◆ EXCERPTED RECORDS ◆
## Begin
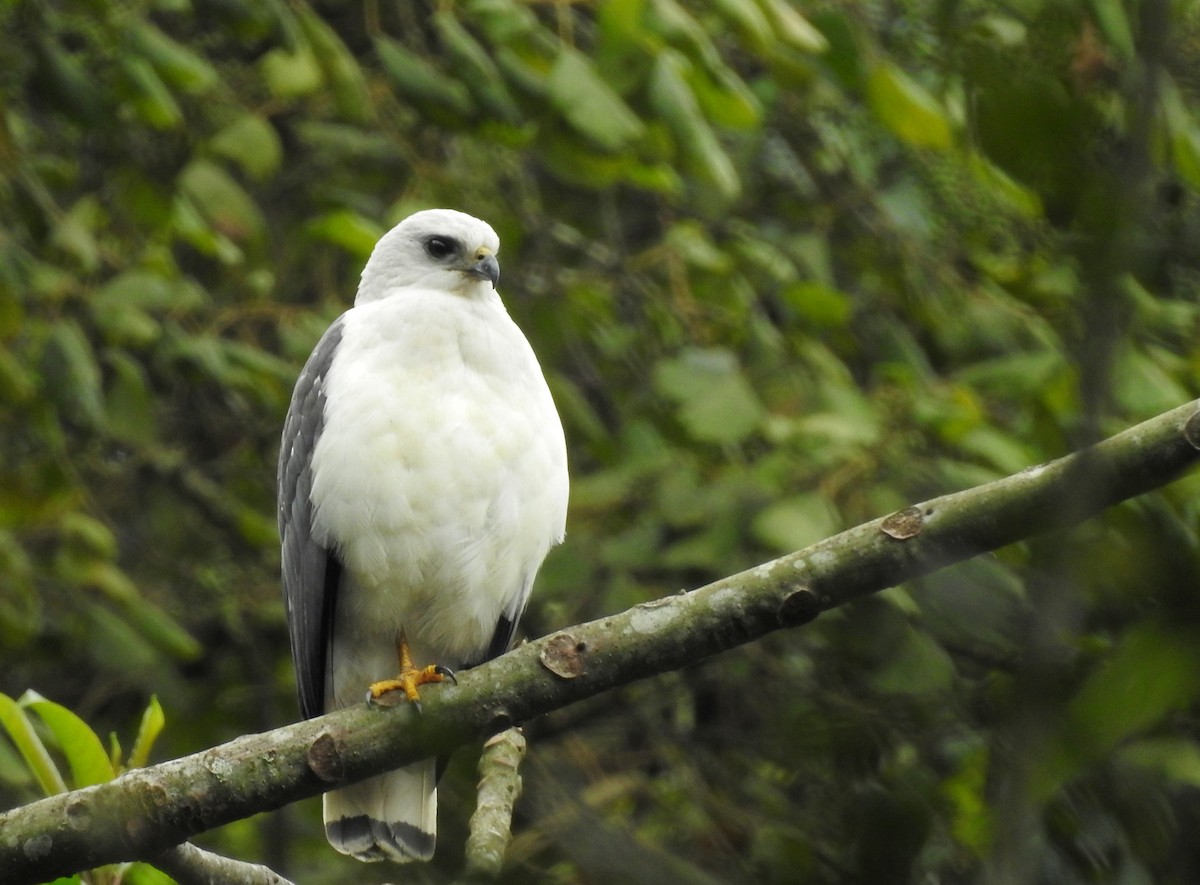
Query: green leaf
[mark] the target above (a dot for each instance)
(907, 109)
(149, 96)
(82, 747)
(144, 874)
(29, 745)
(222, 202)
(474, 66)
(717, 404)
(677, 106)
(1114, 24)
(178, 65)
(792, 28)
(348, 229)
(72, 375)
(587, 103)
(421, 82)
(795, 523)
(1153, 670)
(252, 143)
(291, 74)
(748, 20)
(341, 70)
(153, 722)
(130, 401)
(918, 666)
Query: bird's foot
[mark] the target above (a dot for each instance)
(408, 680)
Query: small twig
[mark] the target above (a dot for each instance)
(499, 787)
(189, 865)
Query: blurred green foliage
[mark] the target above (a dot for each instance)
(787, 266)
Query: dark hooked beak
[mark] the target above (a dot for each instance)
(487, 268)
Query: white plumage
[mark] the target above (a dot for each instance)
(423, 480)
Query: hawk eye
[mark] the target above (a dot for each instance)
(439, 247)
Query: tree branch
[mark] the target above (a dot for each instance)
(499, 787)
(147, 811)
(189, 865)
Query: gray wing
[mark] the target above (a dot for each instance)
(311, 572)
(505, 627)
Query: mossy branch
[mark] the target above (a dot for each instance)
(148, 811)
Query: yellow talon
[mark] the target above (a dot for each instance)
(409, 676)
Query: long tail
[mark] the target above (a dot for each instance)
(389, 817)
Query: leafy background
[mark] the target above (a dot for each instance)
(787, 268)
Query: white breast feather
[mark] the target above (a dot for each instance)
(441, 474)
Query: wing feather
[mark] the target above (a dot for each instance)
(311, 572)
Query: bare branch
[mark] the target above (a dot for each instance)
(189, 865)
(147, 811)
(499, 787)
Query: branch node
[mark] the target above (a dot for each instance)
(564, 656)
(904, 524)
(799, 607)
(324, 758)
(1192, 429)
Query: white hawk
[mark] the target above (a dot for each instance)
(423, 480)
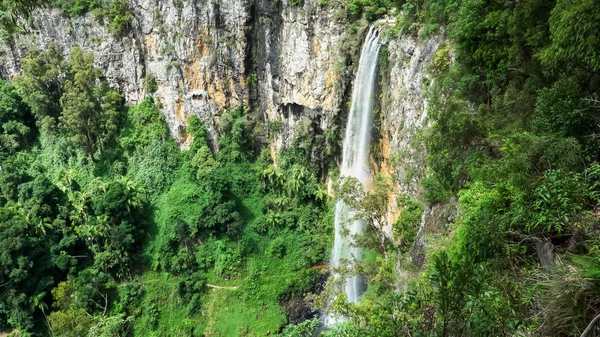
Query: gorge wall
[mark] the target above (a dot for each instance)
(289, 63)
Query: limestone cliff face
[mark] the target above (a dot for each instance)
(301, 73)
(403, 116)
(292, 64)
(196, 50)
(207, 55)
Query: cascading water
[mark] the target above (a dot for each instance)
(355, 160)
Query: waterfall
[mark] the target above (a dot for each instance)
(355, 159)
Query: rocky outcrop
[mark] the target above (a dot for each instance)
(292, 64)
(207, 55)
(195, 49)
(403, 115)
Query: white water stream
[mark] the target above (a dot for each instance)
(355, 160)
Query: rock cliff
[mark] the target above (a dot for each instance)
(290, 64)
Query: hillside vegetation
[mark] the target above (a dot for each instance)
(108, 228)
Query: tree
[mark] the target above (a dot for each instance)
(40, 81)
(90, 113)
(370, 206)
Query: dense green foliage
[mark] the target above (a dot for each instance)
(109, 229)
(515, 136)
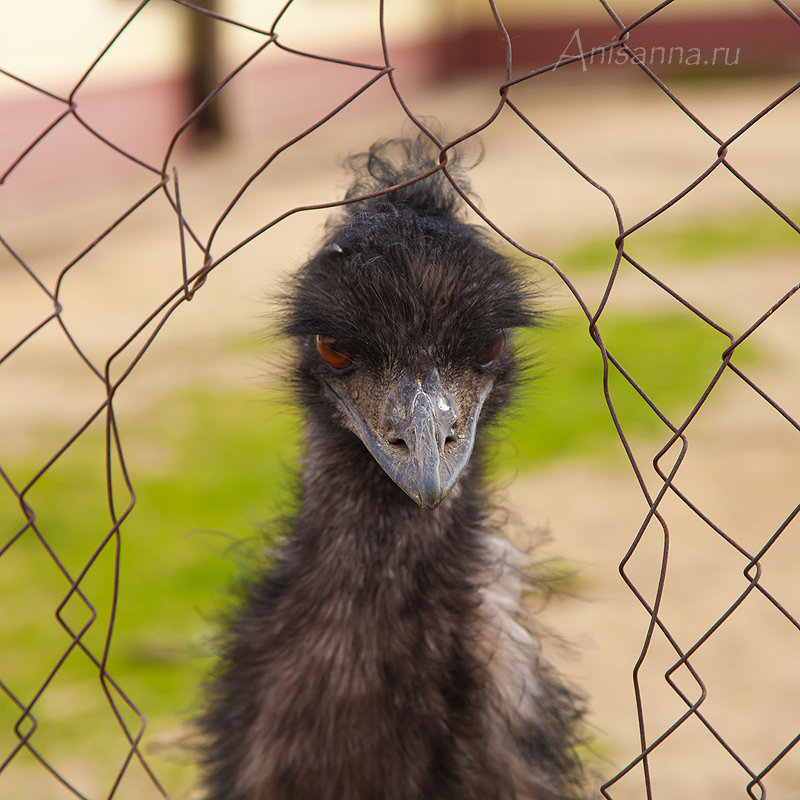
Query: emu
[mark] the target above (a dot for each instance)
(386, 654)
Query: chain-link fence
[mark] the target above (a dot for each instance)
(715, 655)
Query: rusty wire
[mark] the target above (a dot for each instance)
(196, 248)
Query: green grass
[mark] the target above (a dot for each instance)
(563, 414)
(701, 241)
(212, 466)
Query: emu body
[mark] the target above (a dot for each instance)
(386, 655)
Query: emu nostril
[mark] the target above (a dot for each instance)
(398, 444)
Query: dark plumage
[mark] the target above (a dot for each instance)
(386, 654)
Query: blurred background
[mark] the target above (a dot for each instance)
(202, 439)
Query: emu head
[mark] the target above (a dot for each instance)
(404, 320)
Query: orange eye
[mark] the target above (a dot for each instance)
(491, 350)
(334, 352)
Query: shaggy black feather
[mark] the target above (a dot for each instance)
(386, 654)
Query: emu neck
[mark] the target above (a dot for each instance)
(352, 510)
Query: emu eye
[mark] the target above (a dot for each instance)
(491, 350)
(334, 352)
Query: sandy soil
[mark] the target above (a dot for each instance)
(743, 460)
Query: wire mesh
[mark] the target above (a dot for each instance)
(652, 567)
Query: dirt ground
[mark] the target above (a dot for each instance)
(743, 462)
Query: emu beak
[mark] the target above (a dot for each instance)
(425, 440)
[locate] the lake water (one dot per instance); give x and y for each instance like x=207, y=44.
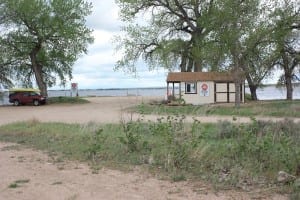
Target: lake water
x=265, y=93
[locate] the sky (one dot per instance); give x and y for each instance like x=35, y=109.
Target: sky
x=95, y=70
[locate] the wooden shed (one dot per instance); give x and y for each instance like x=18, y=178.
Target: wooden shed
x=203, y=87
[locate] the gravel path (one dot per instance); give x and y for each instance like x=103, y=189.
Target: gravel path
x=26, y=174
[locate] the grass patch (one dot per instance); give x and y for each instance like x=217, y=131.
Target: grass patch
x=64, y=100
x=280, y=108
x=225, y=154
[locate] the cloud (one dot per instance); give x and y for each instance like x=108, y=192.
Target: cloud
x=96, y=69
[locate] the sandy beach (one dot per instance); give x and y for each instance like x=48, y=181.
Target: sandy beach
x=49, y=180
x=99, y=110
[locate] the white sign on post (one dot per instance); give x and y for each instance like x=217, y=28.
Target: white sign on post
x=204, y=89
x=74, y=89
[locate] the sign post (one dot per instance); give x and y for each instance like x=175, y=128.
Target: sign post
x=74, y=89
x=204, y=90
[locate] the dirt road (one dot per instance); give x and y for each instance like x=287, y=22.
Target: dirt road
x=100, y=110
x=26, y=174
## End
◆ GOAL ◆
Quote the data above in full, leaving out the pictures it holds.

◆ EXERCISE RESPONSE ◆
Query: green leaf
[mark] the target above (a dot for each instance)
(907, 109)
(149, 96)
(82, 747)
(144, 874)
(29, 745)
(222, 202)
(474, 66)
(717, 404)
(677, 106)
(1114, 24)
(178, 65)
(792, 28)
(348, 229)
(72, 375)
(587, 103)
(421, 82)
(795, 523)
(1153, 670)
(252, 143)
(291, 74)
(748, 20)
(341, 70)
(153, 722)
(130, 401)
(918, 666)
Query: bird's foot
[mark] the target above (a dot for each instance)
(408, 680)
Query: small twig
[mark] the target above (a dot for each instance)
(499, 787)
(189, 865)
Query: blurred green foliage
[mark] the target above (a dot for each instance)
(787, 266)
Query: dark hooked beak
[mark] the target above (a dot for each instance)
(487, 268)
Query: white plumage
[mark] the target above (a dot for each instance)
(423, 480)
Query: hawk eye
[mark] the target above (a dot for each instance)
(439, 247)
Query: tree branch
[mark] the target above (a dot for each instance)
(499, 787)
(147, 811)
(189, 865)
Query: gray wing
[mark] the target above (a dot for each instance)
(311, 572)
(505, 627)
Query: mossy branch
[mark] the target above (a dot for each instance)
(148, 811)
Query: yellow talon
[mark] the target above (a dot for each instance)
(409, 676)
Query: long tail
[mark] the target above (a dot for each instance)
(389, 817)
Query: leafy background
[mark] the target above (a dot for each instance)
(787, 268)
Query: white breast feather
[mark] the target above (a dot for each instance)
(441, 474)
Query: wing feather
[mark] the target above (a dot for each instance)
(311, 572)
Query: bare branch
[mark] the target above (a dot for each instance)
(189, 865)
(147, 811)
(499, 787)
Query: branch node
[mark] the target above (a dot for each instance)
(564, 656)
(904, 524)
(799, 607)
(324, 758)
(1192, 429)
Query: white hawk
[mark] the target above (a dot for each instance)
(423, 480)
Query: gorge wall
[mark] the target above (a dot for each instance)
(289, 63)
Query: limestone cliff face
[mark] the target above (a dot for each instance)
(301, 73)
(403, 116)
(292, 64)
(196, 50)
(207, 55)
Query: cascading water
[mark] the target above (a dot for each instance)
(355, 160)
Query: waterfall
[mark] the target above (a dot for each instance)
(355, 159)
Query: rocky outcrop
[mark] the target above (a dot for each instance)
(292, 64)
(207, 55)
(195, 49)
(403, 115)
Query: white water stream
[mark] the target above (a dot for each instance)
(355, 160)
Query: rock cliff
[mark] the target above (a dot for each instance)
(290, 64)
Query: hillside vegetation
[mark] the target above (a dot for each instance)
(108, 228)
Query: tree
[mark] the target above (a dot for each instance)
(40, 81)
(90, 113)
(370, 206)
Query: dense green foliage
[mark] the target above (a dot for each instance)
(109, 229)
(515, 136)
Query: emu
[mark] the target above (a dot for each instance)
(386, 654)
Query: chain-link fence
[mark] the target above (a dot for each instance)
(715, 655)
Query: rusty wire
[mark] the target above (a dot for each instance)
(196, 248)
Query: green grass
[mark] the target above (a dot for each instance)
(563, 414)
(701, 241)
(212, 466)
Query: emu body
[mark] the target above (a dot for each instance)
(386, 655)
Query: emu nostril
[mark] the target above (a dot for each instance)
(398, 444)
Query: dark plumage
[mark] the target above (a dot for each instance)
(386, 654)
Query: blurred background
[mark] the target above (a dot for each instance)
(202, 439)
Query: emu head
[mark] the target above (a dot for each instance)
(404, 320)
Query: orange eye
[mark] the target above (a dot for each instance)
(491, 350)
(334, 352)
Query: shaggy black feather
[mark] the target above (a dot for each instance)
(386, 654)
Query: emu neck
[mark] the target above (a dot for each instance)
(352, 510)
Query: emu eye
[mark] the target above (a dot for each instance)
(491, 350)
(334, 352)
Query: sandy soil
[mark] the target above (a dot for each instance)
(743, 460)
Query: wire mesh
[mark] the target above (a dot for each instance)
(652, 567)
Query: dirt ground
[mark] the target above (a dot for each instance)
(743, 462)
Query: emu beak
[mark] the target above (a dot for each instance)
(425, 440)
[locate] the lake water (one dot per instance); give x and y for each instance like x=207, y=44.
Target: lake water
x=265, y=93
[locate] the sky (one dot per instance); give x and y for each instance like x=35, y=109.
Target: sky
x=95, y=70
[locate] the wooden shed (one dot per instance); give x and y for each instance like x=18, y=178.
Target: wooden shed
x=203, y=87
[locate] the gravel path (one dot per instance); give x and y for each instance like x=103, y=189.
Target: gravel path
x=26, y=174
[locate] the grass patch (one dot per instance); give x and y for each instance like x=217, y=131.
Target: grass patch
x=64, y=100
x=280, y=108
x=225, y=154
[locate] the cloud (one dot per instance); give x and y for each instance like x=108, y=192.
Target: cloud
x=96, y=69
[locate] the sandy beach (one dot per instance); give x and y for each instance like x=48, y=181.
Target: sandy beach
x=49, y=180
x=99, y=110
[locate] the white sign on post (one dot per instance); give x and y for each instance like x=217, y=28.
Target: white sign on post
x=204, y=89
x=74, y=89
[locate] the sign post (one dot per instance); give x and y for each instance like x=175, y=128.
Target: sign post
x=74, y=89
x=204, y=90
[locate] the dirt road (one dot per instance); give x and y for each instance like x=287, y=22.
Target: dirt road
x=100, y=110
x=26, y=174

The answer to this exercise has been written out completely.